■ REQUEST: Copy out every row below word for word, keeping each line unchanged.

[start ENTRIES SHOWN]

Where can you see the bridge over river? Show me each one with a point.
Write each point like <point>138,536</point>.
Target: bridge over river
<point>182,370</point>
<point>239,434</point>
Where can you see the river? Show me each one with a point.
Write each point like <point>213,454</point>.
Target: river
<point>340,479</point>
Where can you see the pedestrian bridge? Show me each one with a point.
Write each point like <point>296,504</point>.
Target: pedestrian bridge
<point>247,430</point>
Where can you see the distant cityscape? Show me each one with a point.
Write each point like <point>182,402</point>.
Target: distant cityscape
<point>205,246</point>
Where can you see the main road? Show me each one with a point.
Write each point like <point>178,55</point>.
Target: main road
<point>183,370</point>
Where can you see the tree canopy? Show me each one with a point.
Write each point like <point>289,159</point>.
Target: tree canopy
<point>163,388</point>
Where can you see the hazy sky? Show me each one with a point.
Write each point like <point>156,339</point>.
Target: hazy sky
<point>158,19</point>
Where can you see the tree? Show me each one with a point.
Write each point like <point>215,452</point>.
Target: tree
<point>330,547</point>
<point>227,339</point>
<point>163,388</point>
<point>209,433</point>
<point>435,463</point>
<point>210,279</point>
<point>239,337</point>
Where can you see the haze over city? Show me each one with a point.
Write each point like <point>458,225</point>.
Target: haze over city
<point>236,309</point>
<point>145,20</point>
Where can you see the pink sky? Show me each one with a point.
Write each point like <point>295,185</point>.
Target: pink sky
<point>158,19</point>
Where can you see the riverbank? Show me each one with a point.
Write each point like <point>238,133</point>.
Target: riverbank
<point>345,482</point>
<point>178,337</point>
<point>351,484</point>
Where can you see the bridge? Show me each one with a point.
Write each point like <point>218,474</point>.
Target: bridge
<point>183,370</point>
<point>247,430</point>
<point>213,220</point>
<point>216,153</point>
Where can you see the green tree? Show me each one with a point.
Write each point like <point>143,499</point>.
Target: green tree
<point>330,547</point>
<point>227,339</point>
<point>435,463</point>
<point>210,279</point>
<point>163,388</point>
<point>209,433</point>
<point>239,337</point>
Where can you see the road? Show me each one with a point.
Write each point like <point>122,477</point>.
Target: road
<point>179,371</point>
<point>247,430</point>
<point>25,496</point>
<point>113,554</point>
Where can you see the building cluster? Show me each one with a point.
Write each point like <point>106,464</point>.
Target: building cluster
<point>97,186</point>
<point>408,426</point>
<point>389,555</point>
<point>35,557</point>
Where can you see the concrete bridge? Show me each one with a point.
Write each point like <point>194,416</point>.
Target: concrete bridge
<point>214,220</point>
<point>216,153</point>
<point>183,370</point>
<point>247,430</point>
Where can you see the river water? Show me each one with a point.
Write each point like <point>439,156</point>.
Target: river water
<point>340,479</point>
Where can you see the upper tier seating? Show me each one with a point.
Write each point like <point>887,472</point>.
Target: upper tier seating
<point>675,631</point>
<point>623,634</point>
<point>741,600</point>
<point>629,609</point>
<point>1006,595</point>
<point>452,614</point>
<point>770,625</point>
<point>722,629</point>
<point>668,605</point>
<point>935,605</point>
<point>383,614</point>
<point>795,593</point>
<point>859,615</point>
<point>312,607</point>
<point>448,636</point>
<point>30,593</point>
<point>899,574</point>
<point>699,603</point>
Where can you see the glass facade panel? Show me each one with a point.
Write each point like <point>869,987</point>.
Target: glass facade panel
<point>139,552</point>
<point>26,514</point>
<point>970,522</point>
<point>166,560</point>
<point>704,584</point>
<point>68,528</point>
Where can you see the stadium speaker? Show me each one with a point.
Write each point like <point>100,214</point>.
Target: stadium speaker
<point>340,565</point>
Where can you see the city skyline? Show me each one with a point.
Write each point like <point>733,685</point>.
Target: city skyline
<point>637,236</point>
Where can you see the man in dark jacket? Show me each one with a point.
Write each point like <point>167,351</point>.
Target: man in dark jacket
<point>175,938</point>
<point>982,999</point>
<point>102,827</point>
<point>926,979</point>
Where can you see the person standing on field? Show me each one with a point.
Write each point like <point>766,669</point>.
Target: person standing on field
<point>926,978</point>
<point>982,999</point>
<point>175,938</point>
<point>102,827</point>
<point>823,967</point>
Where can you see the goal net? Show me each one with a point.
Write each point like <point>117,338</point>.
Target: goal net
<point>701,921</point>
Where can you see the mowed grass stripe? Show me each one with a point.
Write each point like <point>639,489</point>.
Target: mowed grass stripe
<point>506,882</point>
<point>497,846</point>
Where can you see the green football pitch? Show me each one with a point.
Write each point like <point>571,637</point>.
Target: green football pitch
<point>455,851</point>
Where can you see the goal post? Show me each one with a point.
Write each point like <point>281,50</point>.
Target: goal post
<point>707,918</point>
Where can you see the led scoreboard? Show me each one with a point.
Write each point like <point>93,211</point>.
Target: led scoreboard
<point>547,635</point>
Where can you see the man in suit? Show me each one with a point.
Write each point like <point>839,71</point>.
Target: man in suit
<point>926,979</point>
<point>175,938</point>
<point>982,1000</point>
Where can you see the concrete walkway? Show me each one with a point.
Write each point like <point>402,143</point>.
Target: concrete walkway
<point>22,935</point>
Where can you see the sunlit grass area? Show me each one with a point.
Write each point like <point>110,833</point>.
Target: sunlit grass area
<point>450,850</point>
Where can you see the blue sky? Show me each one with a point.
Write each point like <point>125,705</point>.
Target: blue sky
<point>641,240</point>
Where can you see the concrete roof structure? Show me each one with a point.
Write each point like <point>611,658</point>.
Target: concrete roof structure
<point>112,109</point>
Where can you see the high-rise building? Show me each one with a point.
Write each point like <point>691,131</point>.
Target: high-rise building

[end ENTRIES SHOWN]

■ RESPONSE:
Where can you see the bridge over river? Show me each one with a point.
Write each point like <point>138,536</point>.
Target: bridge over river
<point>182,370</point>
<point>239,434</point>
Where can you see the river? Show me each one with a point.
Write each point like <point>213,454</point>.
Target: river
<point>340,479</point>
Where can you see the pedestrian bridge? Show me each one with a point.
Write each point like <point>296,504</point>.
Target: pedestrian bridge
<point>247,430</point>
Where can you see the distant cityscape? Show me each one with a point.
Write each point like <point>182,402</point>.
Target: distant cityscape
<point>205,246</point>
Where can you see the main road? Show me each one with a point.
Write each point like <point>178,55</point>.
Target: main road
<point>183,370</point>
Where can you see the tree canopy? Show me each one with a point.
Write each point like <point>289,159</point>.
Target: tree canopy
<point>163,388</point>
Where can you see the hazy sky? Show me each one with a point.
Write each point like <point>156,339</point>.
Target: hazy sky
<point>158,19</point>
Where can you see the tree? Show me each one with a point.
Write each point like <point>215,452</point>.
Target: tree
<point>330,547</point>
<point>227,339</point>
<point>163,388</point>
<point>209,433</point>
<point>435,463</point>
<point>210,279</point>
<point>239,337</point>
Where can you see the haze over city? Show me each one with a point.
Write each point like <point>458,225</point>.
Target: haze over city
<point>236,309</point>
<point>145,20</point>
Where can you see the pink sky? Show me each one with a point.
Write each point like <point>295,185</point>.
Target: pink sky
<point>158,19</point>
Where can you see the riverbank? Show me each one with a point.
Write each point like <point>238,133</point>.
Target: riverbank
<point>345,482</point>
<point>178,337</point>
<point>351,484</point>
Where can you see the bridge? Show me each one with a point.
Write each point like <point>218,474</point>.
Target: bridge
<point>183,370</point>
<point>247,430</point>
<point>213,220</point>
<point>216,153</point>
Where can you see the green tree? Show me each one with a point.
Write each point like <point>143,499</point>.
Target: green tree
<point>330,547</point>
<point>227,339</point>
<point>435,463</point>
<point>210,279</point>
<point>163,388</point>
<point>209,433</point>
<point>239,337</point>
Where can you see the road? Show me each one with a point.
Write each point like <point>122,477</point>.
Target: road
<point>179,371</point>
<point>247,430</point>
<point>25,496</point>
<point>113,554</point>
Where can you see the building cluster? Show me each one with a point.
Write each point like <point>106,464</point>.
Target: building cluster
<point>97,186</point>
<point>408,426</point>
<point>389,555</point>
<point>35,557</point>
Where can you see the concrete bridge? Show me each one with a point.
Write each point like <point>194,416</point>.
Target: concrete bridge
<point>214,220</point>
<point>216,153</point>
<point>183,370</point>
<point>247,430</point>
Where can you see the river water? Show me each one with a point.
Write each point like <point>439,156</point>.
Target: river water
<point>340,479</point>
Where can you see the upper tier seating? Show me each one with a point.
Write each point like <point>887,472</point>.
Target: upper tier seating
<point>675,631</point>
<point>623,634</point>
<point>741,600</point>
<point>629,609</point>
<point>1006,595</point>
<point>452,614</point>
<point>770,625</point>
<point>722,629</point>
<point>668,605</point>
<point>935,605</point>
<point>383,614</point>
<point>795,593</point>
<point>859,615</point>
<point>312,607</point>
<point>448,636</point>
<point>30,593</point>
<point>899,574</point>
<point>699,603</point>
Where can you see the glass facade panel? Show me each one with a point.
Write each point like <point>869,987</point>.
Target: glass facade panel
<point>139,552</point>
<point>26,514</point>
<point>970,522</point>
<point>166,560</point>
<point>704,584</point>
<point>68,528</point>
Where can you see the stadium speaker? Show me each one with a point.
Write each point like <point>100,214</point>.
Target: stadium speaker
<point>340,565</point>
Where can you see the city skyline? Show me each one with a point.
Write each point like <point>733,685</point>.
Target: city skyline
<point>637,236</point>
Where can you see the man in dark jacket? Show me each one with a point.
Write each point like <point>167,351</point>.
Target: man in dark jacket
<point>175,938</point>
<point>982,999</point>
<point>102,827</point>
<point>926,979</point>
Where can you see the person standing on field? Show me each one with a point.
Write each point like <point>766,669</point>.
Target: person standing on field
<point>926,978</point>
<point>982,999</point>
<point>175,938</point>
<point>102,827</point>
<point>823,967</point>
Where can you see the goal net? Show me each one with a point.
Write each point like <point>117,338</point>.
Target: goal net
<point>701,921</point>
Where can you see the mowed grass stripe? Show me each one with a point.
Write each point like <point>639,489</point>.
Target: mowed grass stripe
<point>506,882</point>
<point>497,846</point>
Where can you see the green football pitch? Show me each one with a point.
Write each point like <point>571,637</point>.
Target: green football pitch
<point>455,851</point>
Where can you see the goal post? Show me each one with a point.
Write each point like <point>281,50</point>.
Target: goal post
<point>707,918</point>
Where can you see the led scoreboard? Show me each one with a point.
Write each point like <point>93,211</point>.
Target: led scoreboard
<point>547,635</point>
Where can you see the man in suit? Show me each one with a point.
Write each point like <point>839,71</point>.
Target: man in suit
<point>926,979</point>
<point>175,938</point>
<point>982,1000</point>
Where can you see the concrete walkway? Show me each one with a point.
Write each point like <point>402,143</point>.
Target: concrete walkway
<point>22,935</point>
Where can you see the sunlit grass area? Show me each one with a point.
Write each point like <point>110,833</point>.
Target: sunlit grass area
<point>450,850</point>
Where can you see the blue sky? Show me each one with a point.
Write each point like <point>125,705</point>.
Target: blue sky
<point>641,240</point>
Where can you see the concrete roof structure? Show me each one with a point.
Write each point like <point>611,658</point>.
Target: concrete roof structure
<point>112,109</point>
Where can you see the high-rise building? Show me each one with a point.
Write each point like <point>691,131</point>.
Target: high-rise building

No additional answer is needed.